STATED GOAL 1: Locate every row below that contains the string "shorts" and copy each of those rows in full.

TEXT SEGMENT:
Joyce attended high school in Toledo and college at Bowling Green (where he played baseball) and then did factory work back in Toledo. He was holding down a job assembling driveshafts on Jeeps when, one day in 1977, he jumped in his car and drove to Florida to attend umpire school. He's not sure exactly why; perhaps it was because his father had worked as an umpire for youth baseball games. "It's the proverbial story of wanting to stay in baseball," he says. "My parents thought I was nuts. They said, 'What kind of living can you make as an umpire?' They were right for 10 years."
After a decade in the minors, he became a full-time big league umpire in 1989, going on to quietly work two All-Star Games and 13 postseason series, including the 2001 World Series (when a Secret Service agent posed as a seventh umpire for the ceremonial first pitch by President Bush before Game 3 at Yankee Stadium) and the classic 2004 American League Championship Series. Joyce worked the plate for the pivotal Game 4, the first step in the Red Sox' comeback from a 3--0 series deficit, calling 416 pitches over five hours, two minutes. "It's my 33rd year in baseball," he says, "and until this week I could walk through an airport and nobody knew who I was."
Upon seeing a replay on the night of the blown call, Yankees closer Mariano Rivera said, "It happened to the best umpire we have in our game. The best. And a perfect gentleman. Obviously, it was a mistake. It's a shame for both of them, for the pitcher and the umpire. But I'm telling you, [Joyce] is the best baseball has, and a great guy. It's just a shame."

LISTING:
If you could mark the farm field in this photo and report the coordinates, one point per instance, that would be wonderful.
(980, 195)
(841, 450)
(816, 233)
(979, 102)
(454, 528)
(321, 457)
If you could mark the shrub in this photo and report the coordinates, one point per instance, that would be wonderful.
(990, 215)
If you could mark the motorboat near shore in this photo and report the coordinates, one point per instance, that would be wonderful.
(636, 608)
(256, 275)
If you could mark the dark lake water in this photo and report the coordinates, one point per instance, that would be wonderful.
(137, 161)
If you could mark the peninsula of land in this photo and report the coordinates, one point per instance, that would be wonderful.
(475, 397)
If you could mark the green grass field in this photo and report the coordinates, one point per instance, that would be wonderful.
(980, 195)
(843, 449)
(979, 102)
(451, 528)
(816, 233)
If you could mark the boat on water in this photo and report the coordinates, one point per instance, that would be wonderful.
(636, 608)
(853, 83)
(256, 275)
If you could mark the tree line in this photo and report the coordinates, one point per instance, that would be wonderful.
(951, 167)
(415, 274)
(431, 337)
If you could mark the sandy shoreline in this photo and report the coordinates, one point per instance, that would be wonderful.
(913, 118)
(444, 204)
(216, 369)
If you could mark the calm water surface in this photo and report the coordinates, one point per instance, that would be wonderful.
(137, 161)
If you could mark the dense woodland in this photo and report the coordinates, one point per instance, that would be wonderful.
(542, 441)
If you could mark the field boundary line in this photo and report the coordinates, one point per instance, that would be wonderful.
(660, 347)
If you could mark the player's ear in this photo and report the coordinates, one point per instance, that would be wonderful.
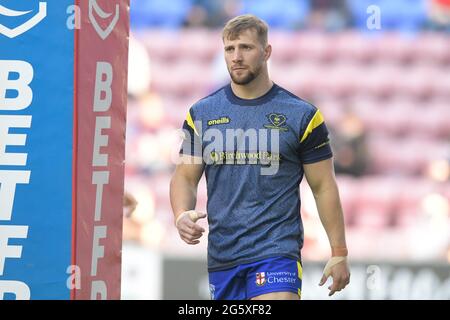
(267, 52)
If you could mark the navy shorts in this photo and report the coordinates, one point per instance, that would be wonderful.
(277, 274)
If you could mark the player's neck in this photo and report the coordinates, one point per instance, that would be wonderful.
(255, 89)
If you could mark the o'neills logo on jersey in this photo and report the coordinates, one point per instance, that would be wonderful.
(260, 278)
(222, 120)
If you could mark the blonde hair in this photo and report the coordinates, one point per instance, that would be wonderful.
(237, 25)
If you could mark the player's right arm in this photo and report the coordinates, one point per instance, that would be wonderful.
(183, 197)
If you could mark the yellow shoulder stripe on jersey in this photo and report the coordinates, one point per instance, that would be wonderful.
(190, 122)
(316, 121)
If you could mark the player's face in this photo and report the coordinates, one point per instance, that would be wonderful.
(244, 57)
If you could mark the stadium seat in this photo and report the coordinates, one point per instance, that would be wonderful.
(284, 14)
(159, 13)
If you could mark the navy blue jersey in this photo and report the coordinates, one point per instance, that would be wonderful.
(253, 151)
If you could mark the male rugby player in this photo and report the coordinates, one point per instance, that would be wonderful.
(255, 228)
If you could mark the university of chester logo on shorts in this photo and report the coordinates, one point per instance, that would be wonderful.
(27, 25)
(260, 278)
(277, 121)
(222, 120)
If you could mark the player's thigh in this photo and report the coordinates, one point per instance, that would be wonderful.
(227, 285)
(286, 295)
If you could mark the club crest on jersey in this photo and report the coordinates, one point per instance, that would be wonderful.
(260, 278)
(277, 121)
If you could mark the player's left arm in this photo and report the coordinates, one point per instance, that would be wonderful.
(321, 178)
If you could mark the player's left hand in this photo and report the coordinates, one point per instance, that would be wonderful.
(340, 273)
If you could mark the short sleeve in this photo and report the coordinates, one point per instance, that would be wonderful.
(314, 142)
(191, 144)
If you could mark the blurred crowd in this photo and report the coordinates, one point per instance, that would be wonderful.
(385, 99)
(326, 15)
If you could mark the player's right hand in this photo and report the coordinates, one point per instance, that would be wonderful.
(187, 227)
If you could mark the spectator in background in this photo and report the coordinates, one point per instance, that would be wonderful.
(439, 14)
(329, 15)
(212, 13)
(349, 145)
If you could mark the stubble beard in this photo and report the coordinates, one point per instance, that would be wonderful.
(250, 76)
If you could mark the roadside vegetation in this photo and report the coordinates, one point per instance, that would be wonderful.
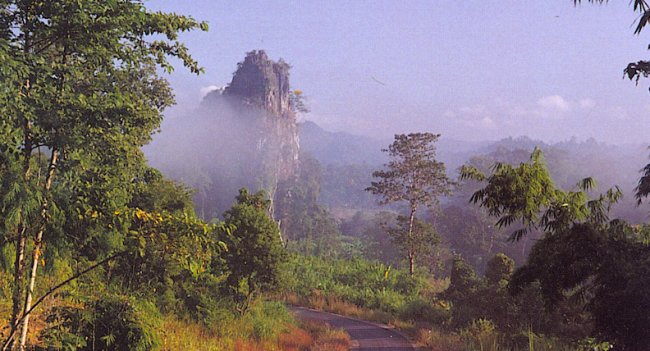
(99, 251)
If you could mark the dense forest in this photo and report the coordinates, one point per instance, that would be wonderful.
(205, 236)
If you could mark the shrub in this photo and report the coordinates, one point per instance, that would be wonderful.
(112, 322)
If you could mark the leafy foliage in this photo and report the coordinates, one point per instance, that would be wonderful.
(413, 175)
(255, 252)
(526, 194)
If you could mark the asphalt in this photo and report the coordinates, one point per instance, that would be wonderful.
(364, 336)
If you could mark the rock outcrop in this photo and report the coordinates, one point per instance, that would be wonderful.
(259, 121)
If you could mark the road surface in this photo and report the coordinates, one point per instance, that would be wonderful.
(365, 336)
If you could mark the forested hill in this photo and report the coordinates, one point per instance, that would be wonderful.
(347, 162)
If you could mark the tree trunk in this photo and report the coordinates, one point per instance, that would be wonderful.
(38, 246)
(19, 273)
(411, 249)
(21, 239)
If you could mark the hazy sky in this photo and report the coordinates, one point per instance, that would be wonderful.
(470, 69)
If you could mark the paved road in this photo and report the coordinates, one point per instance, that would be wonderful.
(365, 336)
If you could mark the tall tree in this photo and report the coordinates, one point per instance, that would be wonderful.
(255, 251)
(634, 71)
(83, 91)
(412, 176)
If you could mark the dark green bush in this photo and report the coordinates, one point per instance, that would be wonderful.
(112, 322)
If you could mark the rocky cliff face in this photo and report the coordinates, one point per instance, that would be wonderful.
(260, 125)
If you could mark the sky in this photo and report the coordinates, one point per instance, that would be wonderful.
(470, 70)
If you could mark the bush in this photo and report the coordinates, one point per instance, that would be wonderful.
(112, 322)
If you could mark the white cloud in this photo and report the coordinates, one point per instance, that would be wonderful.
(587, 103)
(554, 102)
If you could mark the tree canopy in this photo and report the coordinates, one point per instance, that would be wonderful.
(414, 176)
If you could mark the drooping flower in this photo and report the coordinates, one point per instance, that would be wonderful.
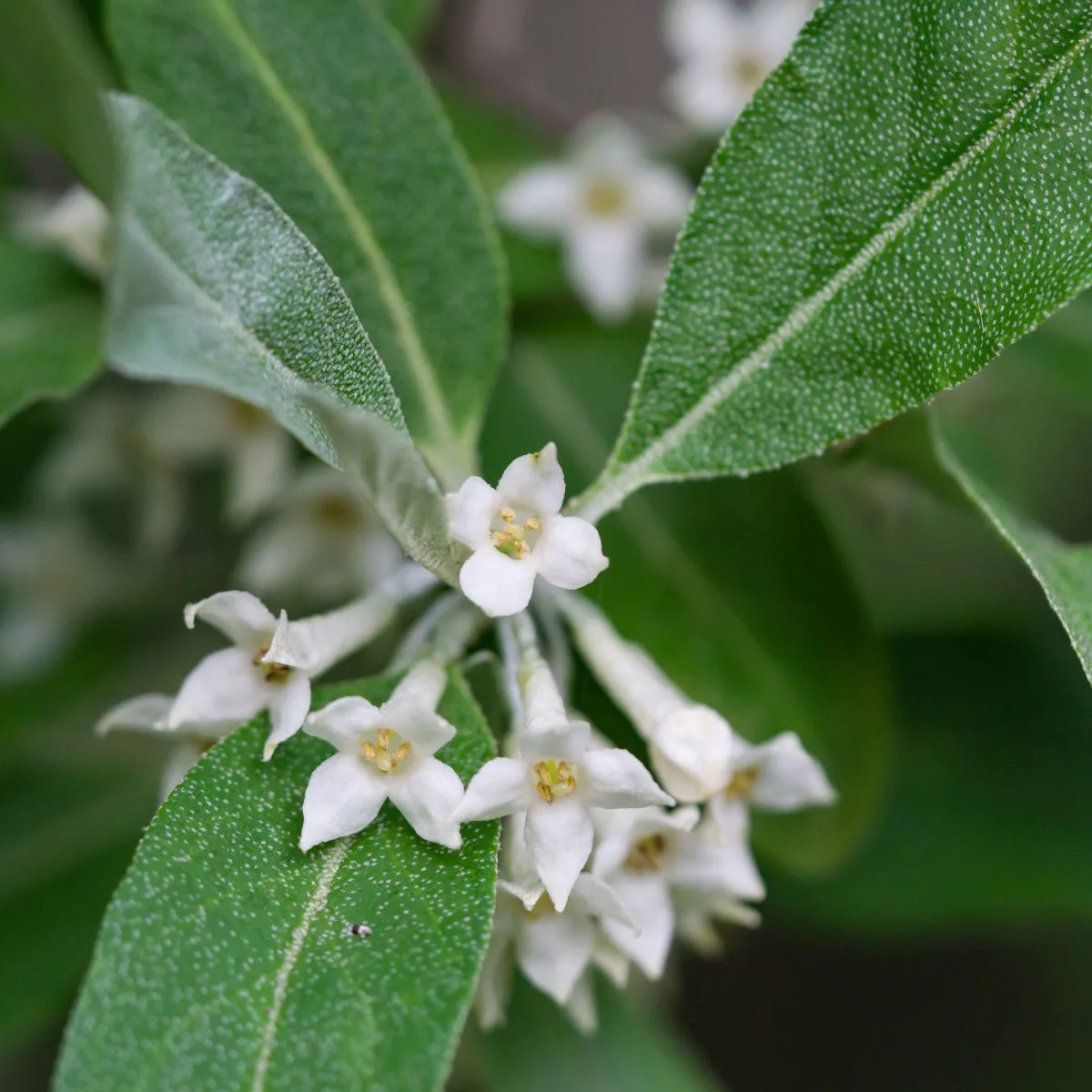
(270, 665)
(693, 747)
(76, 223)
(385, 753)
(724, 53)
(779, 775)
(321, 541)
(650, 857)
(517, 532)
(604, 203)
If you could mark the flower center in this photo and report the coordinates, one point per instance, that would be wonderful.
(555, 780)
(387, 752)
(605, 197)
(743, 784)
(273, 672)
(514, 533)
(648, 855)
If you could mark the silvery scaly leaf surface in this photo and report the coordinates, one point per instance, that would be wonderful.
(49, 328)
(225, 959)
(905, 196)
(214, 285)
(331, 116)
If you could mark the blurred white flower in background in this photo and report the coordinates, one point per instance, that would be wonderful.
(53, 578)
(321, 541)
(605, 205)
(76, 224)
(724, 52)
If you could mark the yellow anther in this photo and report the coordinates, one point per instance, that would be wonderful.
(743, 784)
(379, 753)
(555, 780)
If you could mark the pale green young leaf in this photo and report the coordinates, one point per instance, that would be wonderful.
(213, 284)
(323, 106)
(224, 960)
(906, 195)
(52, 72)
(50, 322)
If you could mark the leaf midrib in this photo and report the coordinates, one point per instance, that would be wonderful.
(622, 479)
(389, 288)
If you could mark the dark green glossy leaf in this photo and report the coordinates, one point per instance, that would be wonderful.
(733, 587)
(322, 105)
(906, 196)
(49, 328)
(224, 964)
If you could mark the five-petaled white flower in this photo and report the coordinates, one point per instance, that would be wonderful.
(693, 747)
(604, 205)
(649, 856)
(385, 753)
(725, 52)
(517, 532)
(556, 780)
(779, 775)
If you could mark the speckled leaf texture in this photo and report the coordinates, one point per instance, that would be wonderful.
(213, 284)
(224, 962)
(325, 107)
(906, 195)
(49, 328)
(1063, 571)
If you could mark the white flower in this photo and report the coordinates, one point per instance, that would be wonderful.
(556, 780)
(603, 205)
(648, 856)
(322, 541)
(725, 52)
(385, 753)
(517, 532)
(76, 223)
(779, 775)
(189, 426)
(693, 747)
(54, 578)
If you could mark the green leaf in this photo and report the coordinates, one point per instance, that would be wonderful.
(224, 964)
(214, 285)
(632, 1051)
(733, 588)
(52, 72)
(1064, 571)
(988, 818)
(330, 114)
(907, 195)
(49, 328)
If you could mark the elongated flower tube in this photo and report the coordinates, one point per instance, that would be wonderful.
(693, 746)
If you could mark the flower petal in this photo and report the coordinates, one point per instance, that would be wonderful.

* * *

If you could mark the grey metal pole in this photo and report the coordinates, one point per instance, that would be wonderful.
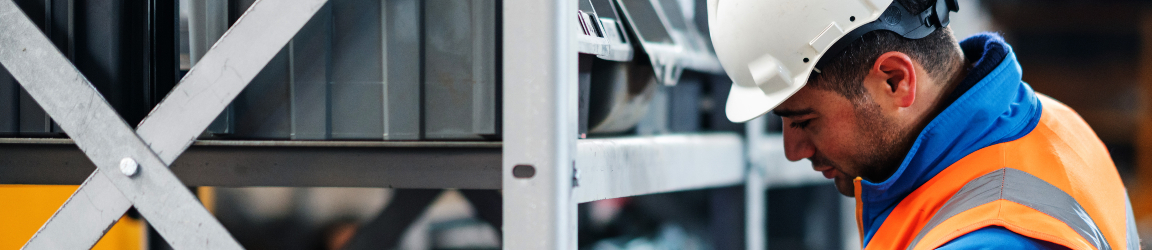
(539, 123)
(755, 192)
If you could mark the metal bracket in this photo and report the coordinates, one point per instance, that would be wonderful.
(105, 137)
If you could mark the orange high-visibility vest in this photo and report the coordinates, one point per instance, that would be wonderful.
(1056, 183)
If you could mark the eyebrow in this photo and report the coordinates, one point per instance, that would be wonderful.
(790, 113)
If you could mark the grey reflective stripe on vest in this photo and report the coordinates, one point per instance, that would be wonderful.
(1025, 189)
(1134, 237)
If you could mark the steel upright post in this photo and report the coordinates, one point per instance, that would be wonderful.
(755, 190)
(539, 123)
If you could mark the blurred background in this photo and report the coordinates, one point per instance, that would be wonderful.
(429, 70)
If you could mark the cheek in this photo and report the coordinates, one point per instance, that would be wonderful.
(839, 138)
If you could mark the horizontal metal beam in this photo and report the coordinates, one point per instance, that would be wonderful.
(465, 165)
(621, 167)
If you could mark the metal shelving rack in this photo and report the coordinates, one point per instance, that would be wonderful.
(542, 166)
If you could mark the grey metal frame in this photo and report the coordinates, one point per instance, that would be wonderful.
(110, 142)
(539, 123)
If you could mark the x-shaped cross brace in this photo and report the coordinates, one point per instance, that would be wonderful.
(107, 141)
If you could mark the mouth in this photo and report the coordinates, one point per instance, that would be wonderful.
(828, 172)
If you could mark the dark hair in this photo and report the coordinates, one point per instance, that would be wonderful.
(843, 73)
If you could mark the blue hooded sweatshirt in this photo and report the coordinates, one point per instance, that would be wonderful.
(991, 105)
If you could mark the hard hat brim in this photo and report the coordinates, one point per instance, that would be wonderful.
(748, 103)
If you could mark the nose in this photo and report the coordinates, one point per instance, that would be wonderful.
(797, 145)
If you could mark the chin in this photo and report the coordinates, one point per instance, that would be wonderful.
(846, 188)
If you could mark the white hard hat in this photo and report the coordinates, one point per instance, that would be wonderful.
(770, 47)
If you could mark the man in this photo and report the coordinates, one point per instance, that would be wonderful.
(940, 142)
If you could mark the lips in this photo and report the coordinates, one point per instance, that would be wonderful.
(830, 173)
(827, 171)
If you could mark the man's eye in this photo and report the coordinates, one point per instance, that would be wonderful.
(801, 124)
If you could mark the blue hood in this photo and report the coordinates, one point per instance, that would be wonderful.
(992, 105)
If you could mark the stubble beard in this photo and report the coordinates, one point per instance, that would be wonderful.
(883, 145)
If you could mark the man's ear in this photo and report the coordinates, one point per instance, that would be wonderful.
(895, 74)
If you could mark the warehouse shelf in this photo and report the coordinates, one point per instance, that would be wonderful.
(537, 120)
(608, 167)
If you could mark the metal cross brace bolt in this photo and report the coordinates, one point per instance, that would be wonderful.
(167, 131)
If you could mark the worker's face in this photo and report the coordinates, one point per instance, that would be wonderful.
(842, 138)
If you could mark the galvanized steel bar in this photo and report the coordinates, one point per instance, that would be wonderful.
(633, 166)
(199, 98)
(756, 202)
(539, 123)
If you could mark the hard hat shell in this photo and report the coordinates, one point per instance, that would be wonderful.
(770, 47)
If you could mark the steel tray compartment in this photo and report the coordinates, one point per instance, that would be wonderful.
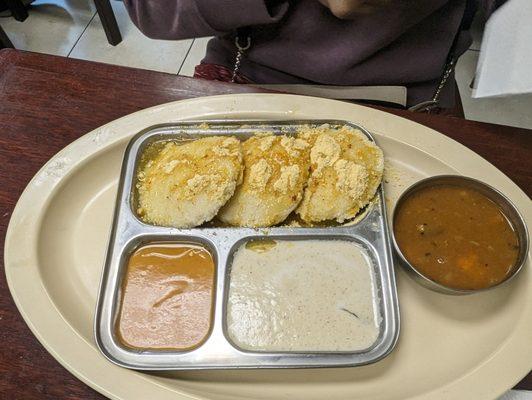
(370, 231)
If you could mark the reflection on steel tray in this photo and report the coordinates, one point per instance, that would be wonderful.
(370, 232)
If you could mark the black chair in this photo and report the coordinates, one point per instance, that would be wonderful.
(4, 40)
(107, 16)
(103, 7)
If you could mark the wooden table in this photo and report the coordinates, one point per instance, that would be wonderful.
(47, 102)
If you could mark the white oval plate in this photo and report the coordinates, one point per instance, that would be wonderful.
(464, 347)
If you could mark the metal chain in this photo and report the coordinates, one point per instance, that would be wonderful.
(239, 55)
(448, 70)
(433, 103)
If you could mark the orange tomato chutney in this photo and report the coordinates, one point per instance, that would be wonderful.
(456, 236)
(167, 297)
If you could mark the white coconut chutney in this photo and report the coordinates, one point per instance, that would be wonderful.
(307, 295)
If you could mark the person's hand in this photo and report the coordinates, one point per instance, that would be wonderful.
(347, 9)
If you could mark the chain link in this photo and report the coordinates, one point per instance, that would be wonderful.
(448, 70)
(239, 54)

STATED GOAL 2:
Answer these questions using the passage about the umpire above:
(a) In what year did Joyce drive to Florida to attend umpire school?
(b) How many pitches did Joyce call while working the plate for Game 4 of the 2004 American League Championship Series?
(c) Which Yankees player called Joyce "the best umpire we have in our game"?

CORRECT OUTPUT 1:
If you could mark the navy shorts in this photo and report the coordinates, one point per instance, that would be wonderful.
If you could mark the university of chester logo on shorts in this photo and report the coordinates, one point per instance, that would be wonderful.

CORRECT OUTPUT 2:
(a) 1977
(b) 416 pitches
(c) Mariano Rivera, the Yankees closer